━━━━━ Material for this exercise

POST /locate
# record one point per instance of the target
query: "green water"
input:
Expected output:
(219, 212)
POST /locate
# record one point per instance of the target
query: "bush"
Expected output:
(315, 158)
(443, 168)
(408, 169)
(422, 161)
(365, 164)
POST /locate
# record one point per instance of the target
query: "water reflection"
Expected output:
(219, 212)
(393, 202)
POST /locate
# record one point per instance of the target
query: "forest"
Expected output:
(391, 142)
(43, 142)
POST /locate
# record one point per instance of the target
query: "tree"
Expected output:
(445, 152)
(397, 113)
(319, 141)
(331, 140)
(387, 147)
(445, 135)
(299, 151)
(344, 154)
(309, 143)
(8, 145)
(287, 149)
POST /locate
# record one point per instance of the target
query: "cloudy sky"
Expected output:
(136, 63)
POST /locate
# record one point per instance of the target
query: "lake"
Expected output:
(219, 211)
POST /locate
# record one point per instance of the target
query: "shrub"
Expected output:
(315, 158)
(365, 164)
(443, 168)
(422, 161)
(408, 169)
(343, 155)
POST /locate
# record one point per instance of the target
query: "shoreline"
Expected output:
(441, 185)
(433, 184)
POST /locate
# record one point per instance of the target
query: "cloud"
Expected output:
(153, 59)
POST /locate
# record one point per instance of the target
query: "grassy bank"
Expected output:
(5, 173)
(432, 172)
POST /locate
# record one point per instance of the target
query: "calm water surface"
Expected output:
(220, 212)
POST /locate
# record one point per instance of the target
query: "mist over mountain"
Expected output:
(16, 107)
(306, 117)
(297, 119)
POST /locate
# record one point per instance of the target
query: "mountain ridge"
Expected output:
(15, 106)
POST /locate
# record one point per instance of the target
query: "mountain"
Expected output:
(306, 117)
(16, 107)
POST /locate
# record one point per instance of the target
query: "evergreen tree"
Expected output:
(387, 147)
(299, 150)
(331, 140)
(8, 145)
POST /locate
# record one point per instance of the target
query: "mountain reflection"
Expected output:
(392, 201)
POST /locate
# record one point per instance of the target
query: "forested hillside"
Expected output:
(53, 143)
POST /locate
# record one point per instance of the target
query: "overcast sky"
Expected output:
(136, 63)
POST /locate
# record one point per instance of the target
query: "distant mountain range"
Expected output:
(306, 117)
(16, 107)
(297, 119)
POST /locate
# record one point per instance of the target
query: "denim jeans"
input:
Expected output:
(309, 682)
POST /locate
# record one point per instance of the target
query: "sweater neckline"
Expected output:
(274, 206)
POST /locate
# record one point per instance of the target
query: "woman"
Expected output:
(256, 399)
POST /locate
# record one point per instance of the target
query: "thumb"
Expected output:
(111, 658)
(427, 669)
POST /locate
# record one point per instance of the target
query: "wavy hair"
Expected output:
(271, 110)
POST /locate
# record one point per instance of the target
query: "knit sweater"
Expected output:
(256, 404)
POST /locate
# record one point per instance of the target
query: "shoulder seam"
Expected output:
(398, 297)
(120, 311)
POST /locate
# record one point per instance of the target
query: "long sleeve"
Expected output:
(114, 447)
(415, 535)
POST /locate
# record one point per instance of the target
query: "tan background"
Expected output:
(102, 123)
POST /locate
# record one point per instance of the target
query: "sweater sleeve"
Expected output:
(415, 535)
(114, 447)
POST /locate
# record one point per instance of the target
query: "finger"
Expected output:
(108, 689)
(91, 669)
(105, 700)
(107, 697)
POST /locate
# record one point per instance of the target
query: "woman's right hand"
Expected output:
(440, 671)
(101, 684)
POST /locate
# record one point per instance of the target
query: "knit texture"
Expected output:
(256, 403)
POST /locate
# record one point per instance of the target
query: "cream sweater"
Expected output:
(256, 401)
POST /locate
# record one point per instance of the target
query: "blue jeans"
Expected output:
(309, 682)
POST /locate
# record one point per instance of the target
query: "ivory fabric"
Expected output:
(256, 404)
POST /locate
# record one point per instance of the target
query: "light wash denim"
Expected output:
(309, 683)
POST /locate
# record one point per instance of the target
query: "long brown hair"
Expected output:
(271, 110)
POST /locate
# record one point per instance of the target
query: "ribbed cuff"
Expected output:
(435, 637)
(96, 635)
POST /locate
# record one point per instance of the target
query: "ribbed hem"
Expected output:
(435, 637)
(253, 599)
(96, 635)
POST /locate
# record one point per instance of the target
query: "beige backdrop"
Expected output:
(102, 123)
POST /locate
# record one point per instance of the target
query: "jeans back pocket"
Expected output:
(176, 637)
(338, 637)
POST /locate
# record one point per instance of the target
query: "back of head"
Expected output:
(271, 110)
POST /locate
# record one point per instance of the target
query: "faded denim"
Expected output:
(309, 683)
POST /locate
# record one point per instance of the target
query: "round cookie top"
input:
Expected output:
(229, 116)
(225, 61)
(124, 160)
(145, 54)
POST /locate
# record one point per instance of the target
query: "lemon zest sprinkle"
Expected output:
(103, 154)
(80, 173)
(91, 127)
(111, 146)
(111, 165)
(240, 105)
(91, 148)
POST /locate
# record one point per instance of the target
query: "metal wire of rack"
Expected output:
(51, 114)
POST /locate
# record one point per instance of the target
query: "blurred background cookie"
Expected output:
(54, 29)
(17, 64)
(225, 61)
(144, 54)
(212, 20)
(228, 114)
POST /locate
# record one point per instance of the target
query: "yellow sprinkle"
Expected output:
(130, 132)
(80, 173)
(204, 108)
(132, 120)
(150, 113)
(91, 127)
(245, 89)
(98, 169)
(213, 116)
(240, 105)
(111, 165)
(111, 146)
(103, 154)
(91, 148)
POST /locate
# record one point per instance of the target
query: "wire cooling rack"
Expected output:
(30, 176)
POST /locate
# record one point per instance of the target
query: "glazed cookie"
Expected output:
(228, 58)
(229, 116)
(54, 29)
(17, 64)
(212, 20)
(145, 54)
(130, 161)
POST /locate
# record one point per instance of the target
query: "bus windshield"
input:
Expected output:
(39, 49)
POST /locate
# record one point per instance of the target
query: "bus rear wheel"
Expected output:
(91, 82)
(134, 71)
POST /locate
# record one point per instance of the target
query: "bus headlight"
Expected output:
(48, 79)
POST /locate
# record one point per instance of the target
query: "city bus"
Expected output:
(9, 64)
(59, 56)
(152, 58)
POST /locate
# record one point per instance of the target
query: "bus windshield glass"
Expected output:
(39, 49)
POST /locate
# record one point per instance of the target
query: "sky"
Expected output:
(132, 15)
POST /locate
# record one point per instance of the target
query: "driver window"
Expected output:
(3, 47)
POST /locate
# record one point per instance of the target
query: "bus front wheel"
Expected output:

━━━━━━━━━━

Direction.
Reproduce the listing shown above in its entirety, exactly.

Solution to the problem.
POST /locate
# record one point per instance of the target
query: "green water"
input:
Expected output:
(219, 212)
POST /locate
# record one point per instance of the target
query: "bush"
Expected output:
(315, 158)
(443, 168)
(408, 169)
(422, 161)
(365, 164)
POST /locate
# record one point per instance of the target
query: "water reflection"
Expected output:
(219, 212)
(393, 202)
POST /locate
# record one point per instance of the target
query: "forest"
Expected output:
(391, 142)
(43, 142)
POST /locate
# record one point per instance of the target
query: "tree"
Expected output:
(445, 152)
(397, 113)
(319, 141)
(331, 140)
(387, 147)
(445, 135)
(299, 151)
(344, 154)
(309, 143)
(8, 145)
(287, 149)
POST /locate
# record one point per instance of the target
query: "cloudy sky"
Expected output:
(136, 63)
POST /locate
# record one point per instance of the target
query: "lake"
Expected output:
(219, 211)
POST /locate
# record one point per instance of the target
query: "shrub"
Expected output:
(315, 158)
(365, 164)
(443, 168)
(422, 161)
(408, 169)
(343, 155)
POST /locate
# record one point per instance of the target
query: "shoreline"
Expected output:
(441, 185)
(433, 184)
POST /locate
# record one point per instance of the target
query: "cloud"
Expected output:
(153, 59)
POST /locate
# record one point per instance of the target
query: "grassy bank"
Expected output:
(5, 173)
(432, 172)
POST /locate
# record one point per instance of the target
query: "calm water surface"
Expected output:
(220, 212)
POST /locate
# record one point per instance of the target
query: "mist over mountain"
Expected output:
(16, 107)
(306, 117)
(297, 119)
POST /locate
# record one point per instance of the target
query: "mountain ridge"
Expected output:
(15, 106)
POST /locate
# record one point per instance of the target
query: "mountain"
Expected output:
(306, 117)
(16, 107)
POST /locate
# record one point per instance of the target
query: "evergreen tree"
Expected output:
(387, 147)
(299, 150)
(331, 140)
(8, 145)
POST /locate
# record one point per instance of the target
query: "mountain reflection"
Expected output:
(392, 201)
POST /locate
# record one point per instance of the target
query: "forested hillside"
Expected output:
(53, 143)
POST /locate
# record one point per instance of the target
query: "overcast sky"
Expected output:
(136, 63)
POST /locate
# record one point per instance of the target
query: "distant mountain range"
Expected output:
(306, 117)
(16, 107)
(297, 119)
POST /locate
# record one point per instance of the target
query: "denim jeans"
input:
Expected output:
(309, 682)
POST /locate
# record one point per instance of the target
query: "sweater neckline"
Expected output:
(274, 206)
POST /locate
# record one point per instance of the target
query: "woman"
Expected output:
(256, 399)
POST /locate
# record one point per instance of the target
query: "thumb"
Expected output:
(111, 658)
(427, 669)
POST /locate
# record one point per instance of the target
query: "wavy hair"
Expected output:
(271, 110)
POST /locate
# record one point per instance of the target
query: "knit sweater"
Expected output:
(256, 404)
POST /locate
# record one point per instance of the target
query: "shoulder seam"
Expected output:
(398, 297)
(120, 311)
POST /locate
# record one point per instance of the target
query: "long sleeve"
Expected output:
(114, 447)
(415, 535)
POST /locate
# record one point per instance of the target
query: "tan background"
Expected output:
(102, 123)
POST /locate
# record one point per instance of the target
query: "sweater sleeve"
Expected output:
(415, 535)
(114, 447)
POST /locate
# record one point per instance of the target
query: "finger"
Expected output:
(108, 689)
(91, 669)
(105, 700)
(107, 697)
POST /locate
# record one point per instance of the target
query: "woman's right hand"
Expected output:
(440, 671)
(101, 684)
POST /locate
# record one point per instance of the target
query: "knit texture"
Expected output:
(256, 403)
POST /locate
# record one point per instance of the target
query: "cream sweater"
Expected output:
(256, 401)
POST /locate
# record one point per instance of the target
query: "blue jeans"
Expected output:
(309, 682)
POST /locate
# record one point per instance of the target
query: "ivory fabric"
Expected output:
(256, 404)
POST /locate
# record one point per instance of the target
query: "light wash denim"
Expected output:
(309, 683)
POST /locate
# record one point per instance of the target
query: "long brown hair"
Expected output:
(271, 110)
POST /locate
# record one point per instance of the target
query: "ribbed cuff"
Expected output:
(435, 637)
(96, 635)
POST /locate
# record one point per instance of the target
query: "ribbed hem"
Expected output:
(435, 637)
(253, 599)
(96, 635)
POST /locate
# record one point per instance of the target
query: "beige backdrop"
Expected output:
(102, 123)
POST /locate
# record one point per instance of the target
query: "jeans back pocket"
Expected output:
(176, 637)
(338, 637)
POST /locate
# record one point per instance of the target
query: "back of head"
Expected output:
(271, 110)
POST /locate
# record one point per instance of the target
query: "faded denim"
Expected output:
(309, 683)
POST /locate
# record one point per instance of the target
query: "round cookie top"
input:
Expected output:
(229, 116)
(225, 61)
(124, 160)
(145, 54)
POST /locate
# record one point per instance of the target
query: "lemon zest sprinkle"
Expected output:
(103, 154)
(80, 173)
(91, 127)
(111, 146)
(111, 165)
(240, 105)
(91, 148)
POST /locate
# record one point per instance of the target
query: "metal wire of rack"
Expected output:
(51, 114)
POST /locate
# record one point per instance of the target
query: "blurred background cookie"
Expected output:
(54, 29)
(17, 64)
(225, 61)
(144, 54)
(212, 20)
(228, 114)
POST /locate
# record one point per instance of the target
query: "yellow sprinkle"
Expected output:
(130, 132)
(80, 173)
(204, 108)
(132, 120)
(150, 113)
(91, 127)
(245, 89)
(98, 169)
(213, 116)
(240, 105)
(111, 165)
(111, 146)
(103, 154)
(91, 148)
POST /locate
# record one point per instance of the target
query: "wire cooling rack"
Expected output:
(30, 176)
POST /locate
# record one point per instance of the target
query: "glazed cookie"
Expected output:
(228, 58)
(229, 116)
(54, 29)
(17, 64)
(212, 20)
(145, 54)
(130, 161)
POST /locate
# record one point per instance of the target
query: "bus windshield"
input:
Expected output:
(39, 49)
POST /locate
# record one point per instance of the target
query: "bus rear wheel"
Expected output:
(91, 82)
(134, 71)
POST /locate
# record one point per instance of the target
query: "bus headlight"
Expected output:
(48, 79)
POST /locate
# record one point per instance of the target
query: "city bus"
Expected output:
(9, 64)
(59, 56)
(152, 58)
POST /locate
# record one point per instance of the target
query: "bus windshield glass"
Expected output:
(39, 49)
POST /locate
# record one point per instance of the target
query: "sky"
Expected output:
(132, 15)
POST /locate
# record one point per instance of the target
query: "driver window"
Expected output:
(3, 47)
POST /locate
# record one point per instance of the target
query: "bus front wheel"
Expected output:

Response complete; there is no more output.